(Records provided begins)

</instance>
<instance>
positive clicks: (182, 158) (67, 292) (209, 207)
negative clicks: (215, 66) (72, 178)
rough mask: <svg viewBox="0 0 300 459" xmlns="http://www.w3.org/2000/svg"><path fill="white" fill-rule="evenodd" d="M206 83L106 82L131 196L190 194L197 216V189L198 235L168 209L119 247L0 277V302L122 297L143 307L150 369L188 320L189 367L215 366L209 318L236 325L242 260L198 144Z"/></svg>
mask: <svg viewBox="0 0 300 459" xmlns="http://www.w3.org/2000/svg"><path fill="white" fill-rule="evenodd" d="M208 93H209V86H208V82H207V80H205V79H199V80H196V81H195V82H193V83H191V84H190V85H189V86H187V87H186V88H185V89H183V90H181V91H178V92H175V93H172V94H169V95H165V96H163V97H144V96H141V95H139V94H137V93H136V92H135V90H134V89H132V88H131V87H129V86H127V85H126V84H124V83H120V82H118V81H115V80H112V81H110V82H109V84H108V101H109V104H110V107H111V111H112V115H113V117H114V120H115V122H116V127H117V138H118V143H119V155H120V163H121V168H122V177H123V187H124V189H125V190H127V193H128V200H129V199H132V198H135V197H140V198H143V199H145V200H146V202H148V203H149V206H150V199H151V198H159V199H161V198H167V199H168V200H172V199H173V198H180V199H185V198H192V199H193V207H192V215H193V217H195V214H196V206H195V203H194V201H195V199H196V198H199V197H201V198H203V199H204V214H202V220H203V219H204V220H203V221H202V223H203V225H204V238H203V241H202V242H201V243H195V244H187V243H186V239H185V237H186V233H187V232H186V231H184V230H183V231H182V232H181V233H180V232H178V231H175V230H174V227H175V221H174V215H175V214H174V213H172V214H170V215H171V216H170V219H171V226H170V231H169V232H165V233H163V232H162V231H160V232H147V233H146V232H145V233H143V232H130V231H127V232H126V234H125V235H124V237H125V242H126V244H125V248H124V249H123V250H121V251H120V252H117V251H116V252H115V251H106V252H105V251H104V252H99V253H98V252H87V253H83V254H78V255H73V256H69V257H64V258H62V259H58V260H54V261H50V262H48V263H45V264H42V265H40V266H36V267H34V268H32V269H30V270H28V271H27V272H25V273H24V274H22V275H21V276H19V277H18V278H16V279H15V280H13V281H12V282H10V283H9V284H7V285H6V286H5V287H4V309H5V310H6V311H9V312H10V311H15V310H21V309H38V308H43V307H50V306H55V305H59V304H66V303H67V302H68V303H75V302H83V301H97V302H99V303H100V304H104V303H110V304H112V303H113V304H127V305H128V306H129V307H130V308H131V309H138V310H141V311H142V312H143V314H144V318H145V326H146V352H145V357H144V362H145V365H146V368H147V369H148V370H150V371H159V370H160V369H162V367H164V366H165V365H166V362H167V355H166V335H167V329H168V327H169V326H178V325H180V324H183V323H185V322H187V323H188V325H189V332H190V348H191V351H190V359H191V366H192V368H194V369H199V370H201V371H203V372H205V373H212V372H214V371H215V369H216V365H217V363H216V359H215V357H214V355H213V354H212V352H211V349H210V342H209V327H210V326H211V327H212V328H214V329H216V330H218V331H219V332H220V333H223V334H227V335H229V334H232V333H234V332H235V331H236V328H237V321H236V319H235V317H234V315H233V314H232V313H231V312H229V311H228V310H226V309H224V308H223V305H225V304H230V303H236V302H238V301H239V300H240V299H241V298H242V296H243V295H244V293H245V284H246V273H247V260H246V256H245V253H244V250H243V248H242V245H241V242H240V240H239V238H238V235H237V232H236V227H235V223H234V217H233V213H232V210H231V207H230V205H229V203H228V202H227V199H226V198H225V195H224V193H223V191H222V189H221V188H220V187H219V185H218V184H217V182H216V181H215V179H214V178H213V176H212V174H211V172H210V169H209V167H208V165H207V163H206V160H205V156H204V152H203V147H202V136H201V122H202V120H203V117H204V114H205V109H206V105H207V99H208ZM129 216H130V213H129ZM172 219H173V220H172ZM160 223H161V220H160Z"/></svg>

(Records provided ends)

Task prompt:
Copy out all of the lines above exactly.

Solved exercise:
</instance>
<instance>
positive clicks: (182, 158) (67, 292) (209, 207)
negative clicks: (215, 66) (72, 178)
rough mask: <svg viewBox="0 0 300 459" xmlns="http://www.w3.org/2000/svg"><path fill="white" fill-rule="evenodd" d="M206 83L106 82L131 196L190 194L197 216V189L198 235L168 209L119 247L0 277V302L122 297L143 307L150 369L188 320L189 367L215 366L209 318L236 325L242 260L198 144Z"/></svg>
mask: <svg viewBox="0 0 300 459" xmlns="http://www.w3.org/2000/svg"><path fill="white" fill-rule="evenodd" d="M208 93H209V86H208V82H207V80H205V79H199V80H196V81H195V82H193V83H191V84H190V85H189V86H187V87H186V88H185V89H183V90H181V91H178V92H175V93H172V94H169V95H165V96H163V97H144V96H141V95H139V94H137V93H136V92H135V90H134V89H132V88H131V87H129V86H127V85H126V84H124V83H120V82H118V81H115V80H112V81H110V82H109V84H108V101H109V104H110V107H111V111H112V115H113V117H114V120H115V122H116V127H117V138H118V143H119V155H120V163H121V168H122V177H123V187H124V189H125V190H127V193H128V200H129V199H132V198H135V197H140V198H143V199H145V200H146V202H148V203H149V206H150V199H151V198H159V199H161V198H167V199H168V200H172V199H173V198H180V199H185V198H192V199H193V207H192V215H193V217H195V214H196V206H195V203H194V201H195V199H196V198H199V197H201V198H203V199H204V214H202V220H203V219H204V220H203V221H202V223H203V225H204V238H203V241H202V242H201V243H195V244H187V243H186V239H185V237H186V233H187V232H186V231H184V230H183V231H182V232H181V233H180V232H178V231H175V230H174V227H175V221H174V215H175V214H174V213H172V214H170V215H171V216H170V219H171V226H170V231H169V232H165V233H163V232H162V231H160V232H147V233H146V232H145V233H143V232H130V231H127V232H126V234H125V235H124V237H125V242H126V244H125V248H124V249H123V250H121V251H120V252H117V251H116V252H115V251H106V252H105V251H104V252H99V253H98V252H87V253H83V254H78V255H73V256H69V257H64V258H62V259H58V260H54V261H50V262H48V263H45V264H42V265H40V266H36V267H34V268H32V269H30V270H28V271H27V272H25V273H24V274H22V275H21V276H19V277H18V278H16V279H15V280H13V281H12V282H10V283H9V284H7V285H6V286H5V287H4V309H5V310H6V311H9V312H10V311H15V310H21V309H38V308H43V307H50V306H55V305H59V304H66V303H67V302H68V303H75V302H83V301H97V302H99V303H100V304H104V303H110V304H112V303H113V304H127V305H128V306H129V307H130V308H131V309H138V310H141V311H142V312H143V314H144V318H145V326H146V352H145V357H144V362H145V365H146V368H147V369H148V370H150V371H159V370H160V369H162V367H164V366H165V365H166V362H167V355H166V335H167V329H168V327H169V326H178V325H180V324H183V323H185V322H187V323H188V325H189V332H190V348H191V351H190V359H191V366H192V368H194V369H199V370H201V371H203V372H205V373H212V372H214V371H215V369H216V365H217V363H216V359H215V357H214V355H213V354H212V352H211V349H210V342H209V327H210V326H211V327H212V328H214V329H216V330H218V331H219V332H220V333H223V334H227V335H229V334H232V333H234V332H235V331H236V328H237V321H236V319H235V317H234V315H233V314H232V313H231V312H229V311H228V310H226V309H224V308H223V305H225V304H230V303H236V302H238V301H239V300H240V299H241V298H242V296H243V295H244V293H245V284H246V273H247V260H246V256H245V253H244V250H243V248H242V245H241V242H240V240H239V238H238V235H237V232H236V227H235V223H234V217H233V213H232V210H231V207H230V205H229V203H228V202H227V199H226V198H225V195H224V193H223V191H222V189H221V188H220V187H219V185H218V184H217V182H216V181H215V179H214V178H213V176H212V174H211V172H210V169H209V167H208V165H207V163H206V160H205V156H204V152H203V147H202V136H201V122H202V120H203V117H204V114H205V109H206V105H207V99H208ZM129 216H130V213H129ZM172 219H173V220H172ZM160 223H161V220H160Z"/></svg>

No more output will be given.